== Supplied material

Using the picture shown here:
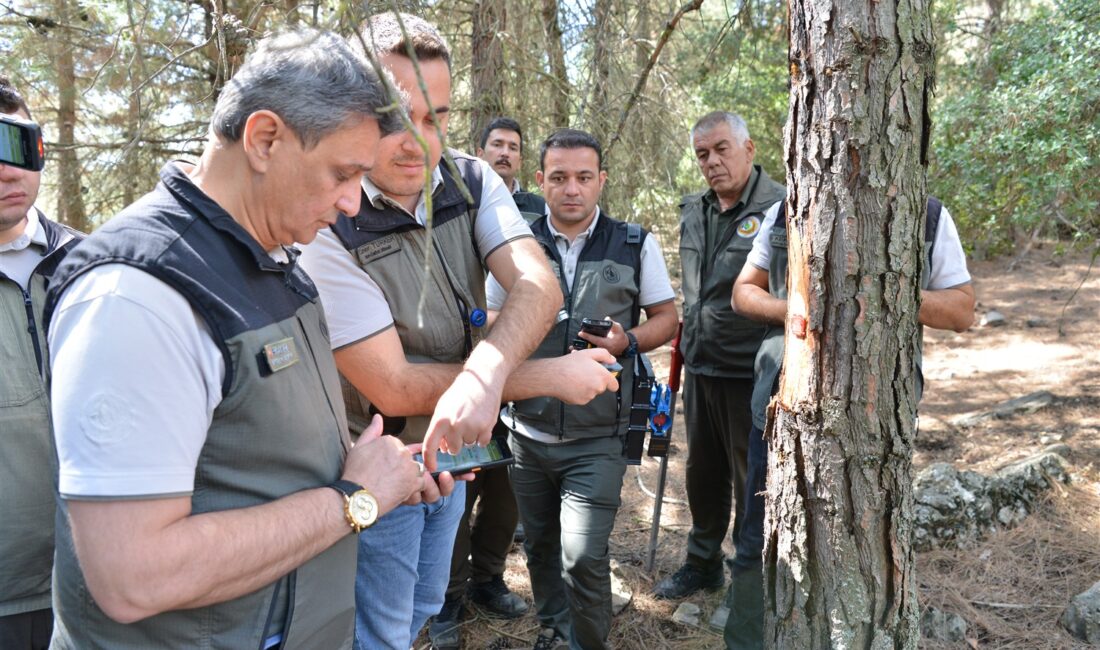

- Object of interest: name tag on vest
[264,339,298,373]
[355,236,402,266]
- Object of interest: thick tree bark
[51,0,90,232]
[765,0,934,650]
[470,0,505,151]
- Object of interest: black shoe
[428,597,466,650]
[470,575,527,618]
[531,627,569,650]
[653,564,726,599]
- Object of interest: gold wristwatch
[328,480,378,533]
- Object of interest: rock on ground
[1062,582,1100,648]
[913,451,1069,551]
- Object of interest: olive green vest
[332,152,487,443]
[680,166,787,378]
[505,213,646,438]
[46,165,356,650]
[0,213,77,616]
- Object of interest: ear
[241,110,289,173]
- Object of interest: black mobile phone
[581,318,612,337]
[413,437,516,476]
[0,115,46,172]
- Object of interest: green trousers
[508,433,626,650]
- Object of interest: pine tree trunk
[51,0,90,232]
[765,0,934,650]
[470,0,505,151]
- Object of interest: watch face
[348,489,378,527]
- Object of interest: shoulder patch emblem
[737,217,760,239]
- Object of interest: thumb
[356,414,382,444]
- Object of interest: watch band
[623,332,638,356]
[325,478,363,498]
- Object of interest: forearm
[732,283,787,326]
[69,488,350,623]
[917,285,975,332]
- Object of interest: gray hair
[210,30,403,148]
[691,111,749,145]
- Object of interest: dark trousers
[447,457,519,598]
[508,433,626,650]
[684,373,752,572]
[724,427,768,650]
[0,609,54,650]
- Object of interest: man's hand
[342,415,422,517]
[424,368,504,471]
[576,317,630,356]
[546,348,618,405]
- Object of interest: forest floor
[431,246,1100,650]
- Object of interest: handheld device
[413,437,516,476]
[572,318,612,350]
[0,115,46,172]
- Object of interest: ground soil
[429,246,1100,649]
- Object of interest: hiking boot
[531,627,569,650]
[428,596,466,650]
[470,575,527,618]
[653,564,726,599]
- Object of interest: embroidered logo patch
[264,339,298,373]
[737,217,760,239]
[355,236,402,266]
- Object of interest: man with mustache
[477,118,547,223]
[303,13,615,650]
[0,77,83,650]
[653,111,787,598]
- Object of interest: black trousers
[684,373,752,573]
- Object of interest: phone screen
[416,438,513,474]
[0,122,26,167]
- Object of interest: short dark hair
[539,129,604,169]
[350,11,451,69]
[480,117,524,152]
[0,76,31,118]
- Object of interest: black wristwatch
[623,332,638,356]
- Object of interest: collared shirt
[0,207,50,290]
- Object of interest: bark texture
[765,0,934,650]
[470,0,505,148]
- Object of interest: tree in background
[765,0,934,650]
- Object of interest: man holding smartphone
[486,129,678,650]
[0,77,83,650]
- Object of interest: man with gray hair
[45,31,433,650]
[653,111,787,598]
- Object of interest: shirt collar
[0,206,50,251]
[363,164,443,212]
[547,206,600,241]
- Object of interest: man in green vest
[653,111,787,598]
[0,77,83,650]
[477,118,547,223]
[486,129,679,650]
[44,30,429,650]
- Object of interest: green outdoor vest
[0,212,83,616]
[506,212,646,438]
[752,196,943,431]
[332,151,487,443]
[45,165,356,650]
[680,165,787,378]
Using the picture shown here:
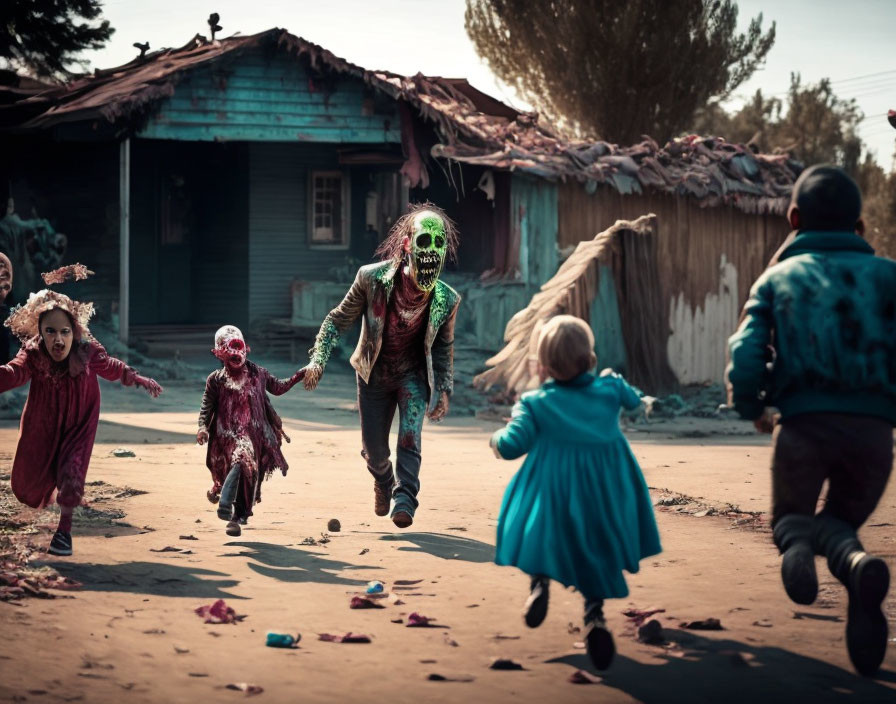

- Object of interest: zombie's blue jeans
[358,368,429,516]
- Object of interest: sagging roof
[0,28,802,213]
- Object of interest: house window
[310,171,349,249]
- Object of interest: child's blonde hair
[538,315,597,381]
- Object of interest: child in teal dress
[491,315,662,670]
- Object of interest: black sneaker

====

Rewrite every line from the one with "- Object of interest: green outdoor vest" to the one with "[491,315,662,670]", both included and requests kept, with each bounding-box coordinate multiplied by 2.45 and rounded to a whole number, halves up. Leave the pictures out of your answer.

* **Exercise result**:
- Object of interest: green outdoor vest
[0,519,203,1509]
[1240,519,1583,1073]
[1842,480,2310,1056]
[813,370,1193,1085]
[110,404,872,1593]
[1666,404,1928,926]
Using the picture shown here:

- Object of interest: zombie's blue jeans
[877,902,1051,1264]
- Object of interest: sagging roof
[0,69,1965,522]
- Object of interest: house window
[760,419,855,610]
- Object of interest: child's blonde hair
[1318,772,1463,933]
- Object of interest: child in teal dress
[1203,772,1622,1642]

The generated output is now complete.